Stated problem: Copy the material below word for word, keeping every line unchanged but omitting the pictures.
################
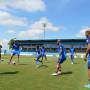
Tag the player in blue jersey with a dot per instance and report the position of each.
(72, 51)
(62, 57)
(38, 55)
(87, 56)
(15, 51)
(43, 53)
(0, 52)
################
Completed exercise:
Tag the player in blue jersey with a dot per instance and report the position of each.
(72, 51)
(62, 57)
(38, 55)
(87, 56)
(15, 51)
(43, 53)
(0, 52)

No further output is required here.